ZADANIE PISEMNE:
Proszę ułożyć wszystkie wiersze poniższych pozycji w numerowaną listę bez pustych wierszy. Obrazy należy pominąć w odpowiedzi.

[Rekordy zbioru danych do wskazywania]
-*-*-

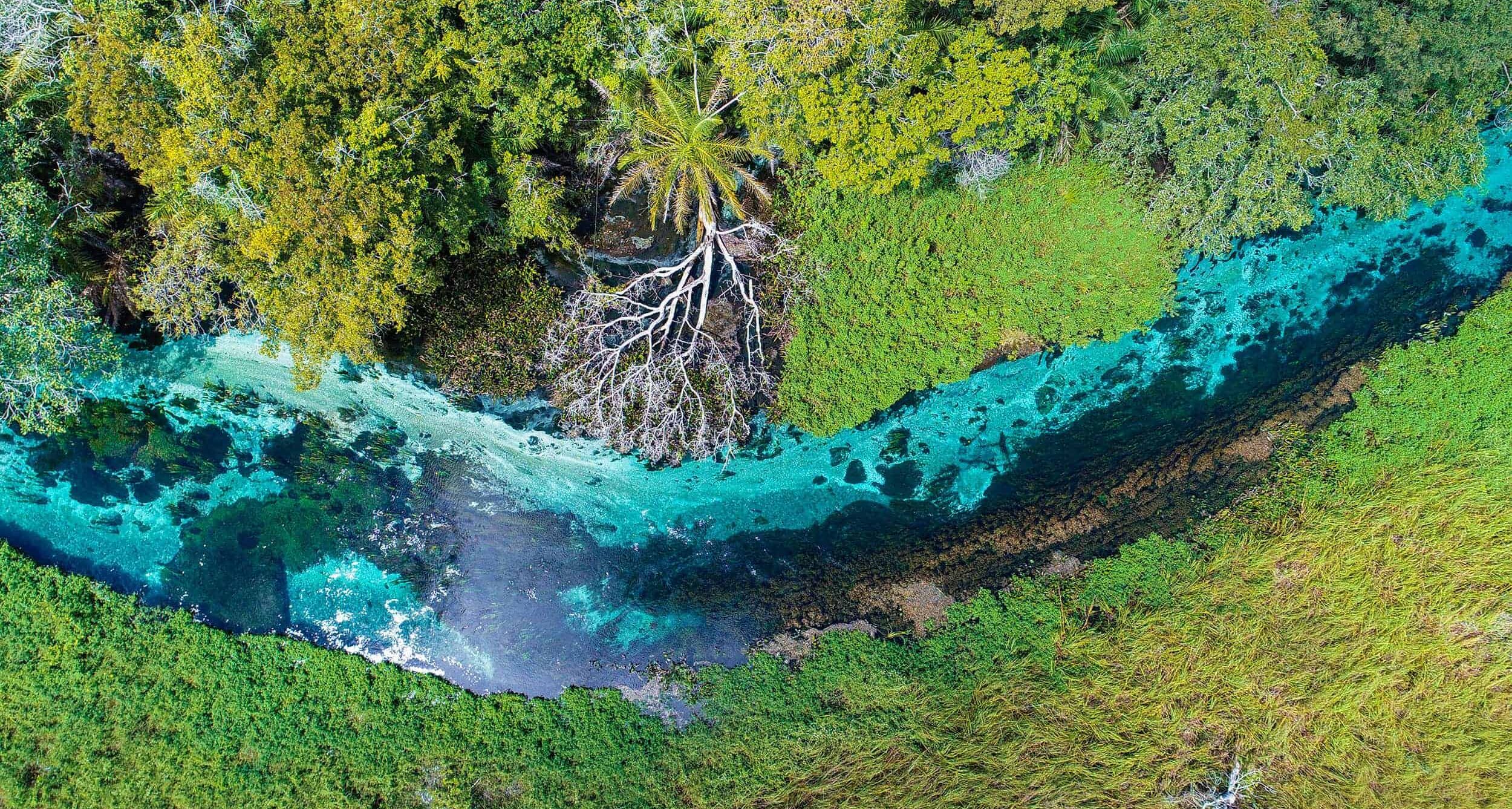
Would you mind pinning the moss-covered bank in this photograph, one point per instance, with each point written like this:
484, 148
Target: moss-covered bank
1346, 631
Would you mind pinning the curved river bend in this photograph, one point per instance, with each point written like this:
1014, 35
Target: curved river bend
377, 516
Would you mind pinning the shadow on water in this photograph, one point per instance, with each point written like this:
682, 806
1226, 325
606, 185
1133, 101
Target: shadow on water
334, 523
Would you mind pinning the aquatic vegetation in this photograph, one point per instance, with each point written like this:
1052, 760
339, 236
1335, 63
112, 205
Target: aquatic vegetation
1343, 634
116, 450
918, 288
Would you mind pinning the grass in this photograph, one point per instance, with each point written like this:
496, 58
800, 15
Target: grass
915, 289
1346, 632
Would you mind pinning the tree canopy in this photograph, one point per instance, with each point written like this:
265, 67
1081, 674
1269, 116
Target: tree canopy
50, 338
322, 158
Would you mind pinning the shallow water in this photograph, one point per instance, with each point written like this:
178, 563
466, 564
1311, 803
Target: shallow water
377, 516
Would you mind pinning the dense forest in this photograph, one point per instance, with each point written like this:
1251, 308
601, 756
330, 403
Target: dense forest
1341, 638
458, 183
678, 220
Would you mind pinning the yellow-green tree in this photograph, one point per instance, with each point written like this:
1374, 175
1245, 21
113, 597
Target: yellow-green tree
321, 159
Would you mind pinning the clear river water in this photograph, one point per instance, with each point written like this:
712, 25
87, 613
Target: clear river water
379, 516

-*-*-

ROZWIĄZANIE ZADANIA:
1. Would you mind pinning the moss-covered bank in this photograph, one point per instance, with each point written like this:
2. 484, 148
3. Target: moss-covered bank
4. 1346, 631
5. Would you mind pinning the curved river bend in this photograph, one point per instance, with each point written like this:
6. 1014, 35
7. Target: curved river bend
8. 377, 516
9. Would you mind pinning the shadow on water in this photograph, one point per instance, with each point written like this:
10. 682, 806
11. 1226, 325
12. 606, 185
13. 1133, 101
14. Target: shadow on water
15. 334, 523
16. Would you mind pinning the aquatic vegetation in this photograph, one point per instance, with each point written like this:
17. 1052, 760
18. 339, 236
19. 1335, 63
20. 112, 205
21. Target: aquatic vegetation
22. 1343, 634
23. 116, 450
24. 918, 288
25. Would you mind pinning the grass in this photograph, one point per instance, with each point written like this:
26. 496, 58
27. 800, 15
28. Target: grass
29. 915, 289
30. 1346, 632
31. Would you mind pinning the tree canopy in this photograph, one point per instance, with each point written like this:
32. 265, 67
33. 1081, 674
34. 1269, 116
35. Target: tree canopy
36. 50, 338
37. 322, 158
38. Would you mind pinning the shallow water in this photograph, one point per instance, with each point written like this:
39. 178, 563
40. 466, 564
41. 1311, 803
42. Target: shallow water
43. 377, 516
44. Would you mind pinning the dense forest in this photograph, one point per instance, with each point written like this:
45. 1251, 308
46. 601, 756
47. 330, 403
48. Target: dense forest
49. 1341, 638
50. 458, 183
51. 678, 220
52. Would you mind pinning the yellow-green tree in this photograph, one point per instance, with each point written like this:
53. 1374, 175
54. 1245, 21
55. 113, 597
56. Target: yellow-green tree
57. 321, 159
58. Would you mind pinning the clear river water in this photograph, one point per instance, with each point written like this:
59. 712, 25
60. 87, 613
61. Target: clear river water
62. 379, 516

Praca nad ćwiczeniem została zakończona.